> **Supplied passage**
**********
The sites sampled — Viminacium (Rit, Pirivoj, Više Grobalja, Pećine, Stari Kostolac) and Timacum Minus (Slog) — lay along the middle Danube in the province historically known as Moesia Superior. Archaeological data indicates Viminacium grew from a 1st-century CE legionary base into a bustling urban and funerary landscape; Timacum Minus functioned as a smaller military and civic node to the east.
Material remains—fortifications, bath complexes, tombstones, and imported ceramics—bear witness to long-distance connections across the Roman Empire. The 64 ancient genomes analyzed come from cemetery contexts and settlement deposits spanning 1–538 CE, providing a regionally concentrated window into population composition during the Imperial and Late Antique periods.
Limited evidence suggests that much of the population shows continuity with local Balkan Iron Age lineages, overlaid by gene-flow signals consistent with Mediterranean and eastern Mediterranean connections typical of Roman frontier towns. Archaeological stratigraphy and grave goods corroborate episodes of immigration and mobility: soldier burial types, non-local pottery, and osteological markers of diverse diets and activities. While the dataset is substantial for a single region, caution is warranted when interpreting rarer genetic lineages present at low counts.
**********
Stored data
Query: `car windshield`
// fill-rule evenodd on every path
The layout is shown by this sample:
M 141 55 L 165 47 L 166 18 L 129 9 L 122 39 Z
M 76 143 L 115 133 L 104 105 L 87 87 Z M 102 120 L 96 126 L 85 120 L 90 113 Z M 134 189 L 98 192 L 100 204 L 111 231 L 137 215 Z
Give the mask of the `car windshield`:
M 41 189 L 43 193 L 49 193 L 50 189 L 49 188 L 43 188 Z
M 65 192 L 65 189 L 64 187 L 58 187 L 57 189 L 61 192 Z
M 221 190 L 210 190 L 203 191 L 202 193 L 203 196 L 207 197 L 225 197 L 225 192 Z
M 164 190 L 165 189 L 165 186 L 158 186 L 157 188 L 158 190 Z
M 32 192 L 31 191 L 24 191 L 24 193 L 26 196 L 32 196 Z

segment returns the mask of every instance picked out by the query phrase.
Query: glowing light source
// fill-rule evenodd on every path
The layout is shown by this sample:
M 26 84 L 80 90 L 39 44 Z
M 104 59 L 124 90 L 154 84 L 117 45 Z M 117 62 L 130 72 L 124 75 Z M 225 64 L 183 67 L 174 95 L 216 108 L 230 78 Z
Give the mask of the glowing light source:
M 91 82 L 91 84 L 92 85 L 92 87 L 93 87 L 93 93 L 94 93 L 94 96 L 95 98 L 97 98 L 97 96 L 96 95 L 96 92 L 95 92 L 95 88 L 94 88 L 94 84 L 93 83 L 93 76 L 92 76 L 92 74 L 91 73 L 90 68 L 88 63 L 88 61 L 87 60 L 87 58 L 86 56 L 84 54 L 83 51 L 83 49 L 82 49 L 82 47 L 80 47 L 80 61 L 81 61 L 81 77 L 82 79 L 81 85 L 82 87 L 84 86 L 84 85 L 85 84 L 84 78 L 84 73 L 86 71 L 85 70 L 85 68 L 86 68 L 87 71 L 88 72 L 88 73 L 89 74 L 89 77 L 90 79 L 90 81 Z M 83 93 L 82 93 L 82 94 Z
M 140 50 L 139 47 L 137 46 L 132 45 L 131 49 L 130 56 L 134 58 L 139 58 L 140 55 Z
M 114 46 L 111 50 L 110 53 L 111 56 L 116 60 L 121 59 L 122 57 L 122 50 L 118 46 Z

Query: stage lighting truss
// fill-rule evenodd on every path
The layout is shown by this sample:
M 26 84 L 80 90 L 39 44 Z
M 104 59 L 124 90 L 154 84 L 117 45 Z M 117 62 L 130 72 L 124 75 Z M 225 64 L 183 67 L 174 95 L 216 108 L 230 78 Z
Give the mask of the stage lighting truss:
**********
> **What needs to be done**
Can you write out the part of the passage on Viminacium and Timacum Minus that opens with the words containing "The sites sampled" and closes with "Late Antique periods."?

> **Response area**
The sites sampled — Viminacium (Rit, Pirivoj, Više Grobalja, Pećine, Stari Kostolac) and Timacum Minus (Slog) — lay along the middle Danube in the province historically known as Moesia Superior. Archaeological data indicates Viminacium grew from a 1st-century CE legionary base into a bustling urban and funerary landscape; Timacum Minus functioned as a smaller military and civic node to the east.
Material remains—fortifications, bath complexes, tombstones, and imported ceramics—bear witness to long-distance connections across the Roman Empire. The 64 ancient genomes analyzed come from cemetery contexts and settlement deposits spanning 1–538 CE, providing a regionally concentrated window into population composition during the Imperial and Late Antique periods.